-- Task list --
**A.** Answer these from the SQL Server post:
(i) What port does SQL Server run on?
(ii) How many clustered indexes can a table have?
(iii) What do the leaf nodes of a non-clustered index contain?
**B.** Write out the SQL Server post word for word, starting at "Which TCP/IP port" and ending after "(Read more here)".

-- Excerpted passage --
= = = = = = =

Thursday, December 8, 2011

Sql Question 2

2) Common Questions Asked

Which TCP/IP port does the SQL Server run on? How can it be Changed?

SQL Server runs on port 1433. It can be changed from the Network Utility TCP/IP properties –> Port number, both on client and the server.

What are the Difference between Clustered and a Non-clustered Index?

A clustered index is a special type of index that reorders the way records in the table are physically stored. Therefore, the table can have only one clustered index. The leaf nodes of a clustered index contain the data pages.

A non-clustered index is a special type of index in which the logical order of the index does not match the physical stored order of the rows on disk. The leaf node of a non-clustered index does not consist of the data pages. Instead, the leaf nodes contain index rows. (Read more here)

What are the Different Index Configurations a Table can have?

= = = = = = =

-- Data --
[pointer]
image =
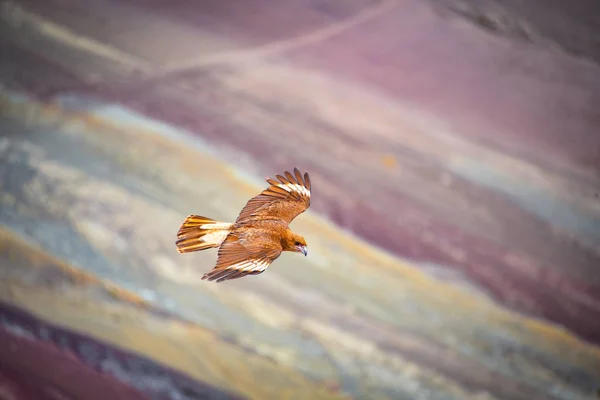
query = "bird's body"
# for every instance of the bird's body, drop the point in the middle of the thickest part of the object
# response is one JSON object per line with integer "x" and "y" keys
{"x": 259, "y": 234}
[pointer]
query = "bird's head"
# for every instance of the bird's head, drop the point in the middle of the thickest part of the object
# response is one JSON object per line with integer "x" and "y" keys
{"x": 295, "y": 243}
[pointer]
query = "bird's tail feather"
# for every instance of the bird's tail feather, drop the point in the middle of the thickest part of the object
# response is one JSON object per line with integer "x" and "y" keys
{"x": 200, "y": 233}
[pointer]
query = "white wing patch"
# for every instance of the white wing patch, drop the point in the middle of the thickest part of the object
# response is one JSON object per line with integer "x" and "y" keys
{"x": 251, "y": 265}
{"x": 215, "y": 237}
{"x": 294, "y": 187}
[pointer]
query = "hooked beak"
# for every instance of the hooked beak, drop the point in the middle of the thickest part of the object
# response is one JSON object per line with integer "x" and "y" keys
{"x": 302, "y": 249}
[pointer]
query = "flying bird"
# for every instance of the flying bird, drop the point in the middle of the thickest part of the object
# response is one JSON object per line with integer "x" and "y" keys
{"x": 260, "y": 233}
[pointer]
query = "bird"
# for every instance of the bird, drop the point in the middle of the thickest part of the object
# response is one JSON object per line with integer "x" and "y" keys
{"x": 258, "y": 236}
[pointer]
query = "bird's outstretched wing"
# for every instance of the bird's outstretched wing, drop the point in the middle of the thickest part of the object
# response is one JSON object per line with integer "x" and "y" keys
{"x": 236, "y": 260}
{"x": 285, "y": 199}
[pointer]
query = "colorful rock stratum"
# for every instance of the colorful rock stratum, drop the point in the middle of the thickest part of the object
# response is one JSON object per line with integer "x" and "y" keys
{"x": 454, "y": 230}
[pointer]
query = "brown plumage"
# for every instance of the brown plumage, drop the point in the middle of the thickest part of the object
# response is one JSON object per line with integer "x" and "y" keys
{"x": 259, "y": 234}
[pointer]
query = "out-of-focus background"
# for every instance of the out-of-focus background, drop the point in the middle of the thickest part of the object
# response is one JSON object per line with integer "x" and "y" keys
{"x": 454, "y": 232}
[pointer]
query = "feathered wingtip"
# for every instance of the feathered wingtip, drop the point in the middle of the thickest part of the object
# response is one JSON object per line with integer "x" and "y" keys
{"x": 200, "y": 233}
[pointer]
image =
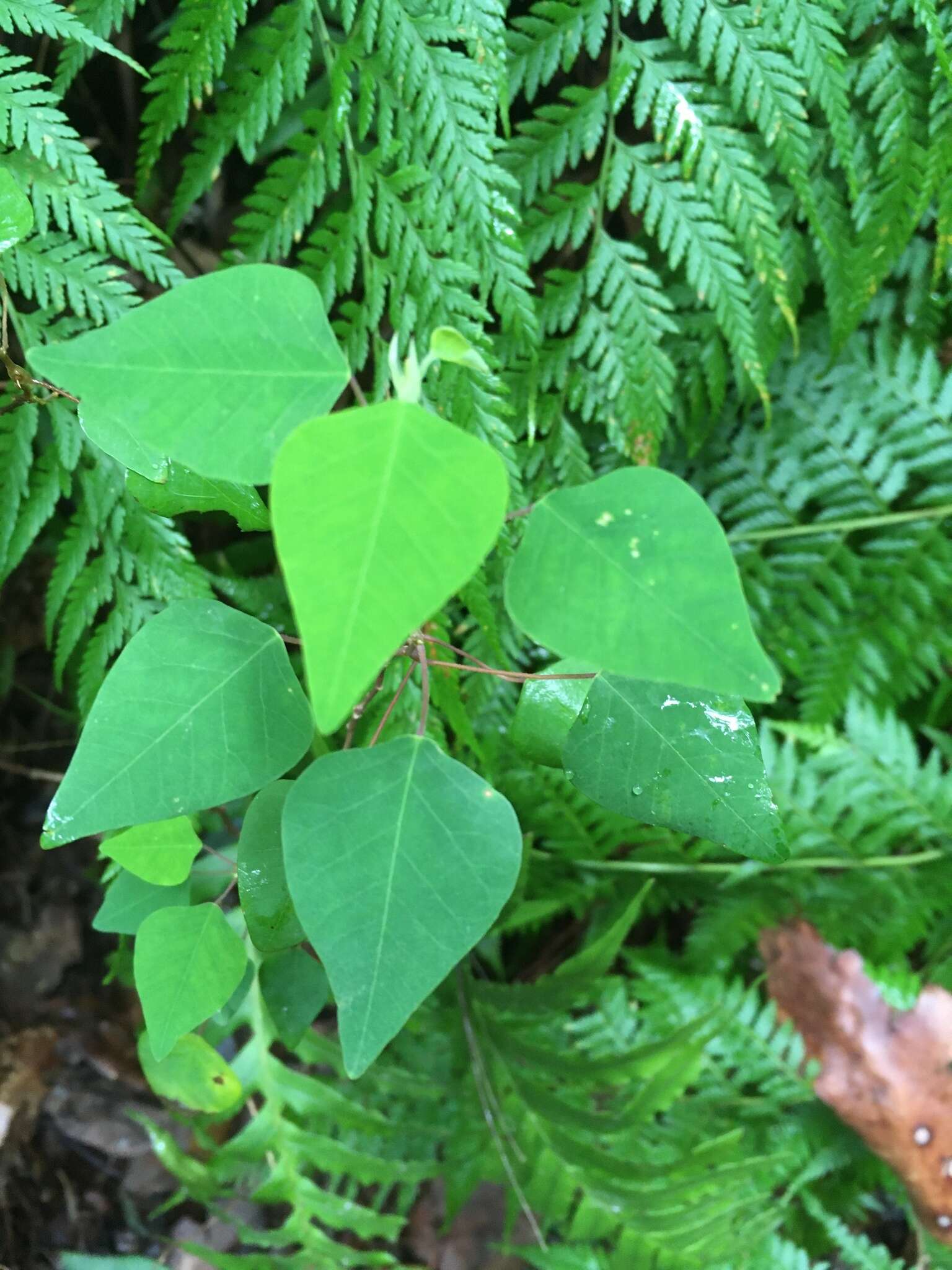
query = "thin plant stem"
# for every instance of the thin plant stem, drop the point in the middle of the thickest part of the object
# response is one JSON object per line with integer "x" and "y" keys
{"x": 357, "y": 390}
{"x": 454, "y": 648}
{"x": 357, "y": 713}
{"x": 33, "y": 774}
{"x": 512, "y": 676}
{"x": 390, "y": 708}
{"x": 729, "y": 866}
{"x": 232, "y": 866}
{"x": 483, "y": 1090}
{"x": 425, "y": 689}
{"x": 227, "y": 890}
{"x": 860, "y": 522}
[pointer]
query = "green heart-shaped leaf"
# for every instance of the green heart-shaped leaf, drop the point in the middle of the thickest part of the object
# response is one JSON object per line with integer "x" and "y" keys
{"x": 201, "y": 706}
{"x": 632, "y": 573}
{"x": 191, "y": 1073}
{"x": 214, "y": 374}
{"x": 187, "y": 963}
{"x": 664, "y": 755}
{"x": 161, "y": 853}
{"x": 546, "y": 711}
{"x": 399, "y": 859}
{"x": 380, "y": 516}
{"x": 130, "y": 901}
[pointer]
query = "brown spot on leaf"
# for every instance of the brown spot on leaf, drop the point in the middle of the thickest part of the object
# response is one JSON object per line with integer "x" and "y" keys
{"x": 885, "y": 1072}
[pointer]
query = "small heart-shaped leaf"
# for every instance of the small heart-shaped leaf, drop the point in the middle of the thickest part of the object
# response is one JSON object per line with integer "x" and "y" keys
{"x": 632, "y": 573}
{"x": 399, "y": 860}
{"x": 214, "y": 374}
{"x": 202, "y": 706}
{"x": 187, "y": 963}
{"x": 380, "y": 516}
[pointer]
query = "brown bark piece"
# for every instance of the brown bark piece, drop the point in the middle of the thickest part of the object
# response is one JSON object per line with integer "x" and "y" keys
{"x": 885, "y": 1072}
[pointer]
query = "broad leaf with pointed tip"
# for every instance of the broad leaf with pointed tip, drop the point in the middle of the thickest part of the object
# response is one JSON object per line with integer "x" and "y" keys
{"x": 266, "y": 901}
{"x": 380, "y": 516}
{"x": 15, "y": 211}
{"x": 632, "y": 573}
{"x": 184, "y": 491}
{"x": 201, "y": 706}
{"x": 161, "y": 853}
{"x": 187, "y": 963}
{"x": 399, "y": 860}
{"x": 666, "y": 755}
{"x": 214, "y": 374}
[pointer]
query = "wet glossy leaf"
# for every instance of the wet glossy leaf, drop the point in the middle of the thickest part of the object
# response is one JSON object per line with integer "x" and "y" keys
{"x": 295, "y": 990}
{"x": 546, "y": 711}
{"x": 214, "y": 374}
{"x": 632, "y": 573}
{"x": 130, "y": 901}
{"x": 184, "y": 491}
{"x": 399, "y": 860}
{"x": 161, "y": 853}
{"x": 192, "y": 1073}
{"x": 15, "y": 211}
{"x": 201, "y": 706}
{"x": 266, "y": 900}
{"x": 187, "y": 964}
{"x": 666, "y": 755}
{"x": 380, "y": 516}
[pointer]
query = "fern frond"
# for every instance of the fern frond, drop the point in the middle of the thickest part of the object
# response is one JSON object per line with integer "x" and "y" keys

= = = = = = =

-- Results for each task --
**A.**
(i) Port 1433.
(ii) Only one.
(iii) Index rows.

**B.**
Which TCP/IP port does the SQL Server run on? How can it be Changed?

SQL Server runs on port 1433. It can be changed from the Network Utility TCP/IP properties –> Port number, both on client and the server.

What are the Difference between Clustered and a Non-clustered Index?

A clustered index is a special type of index that reorders the way records in the table are physically stored. Therefore, the table can have only one clustered index. The leaf nodes of a clustered index contain the data pages.

A non-clustered index is a special type of index in which the logical order of the index does not match the physical stored order of the rows on disk. The leaf node of a non-clustered index does not consist of the data pages. Instead, the leaf nodes contain index rows. (Read more here)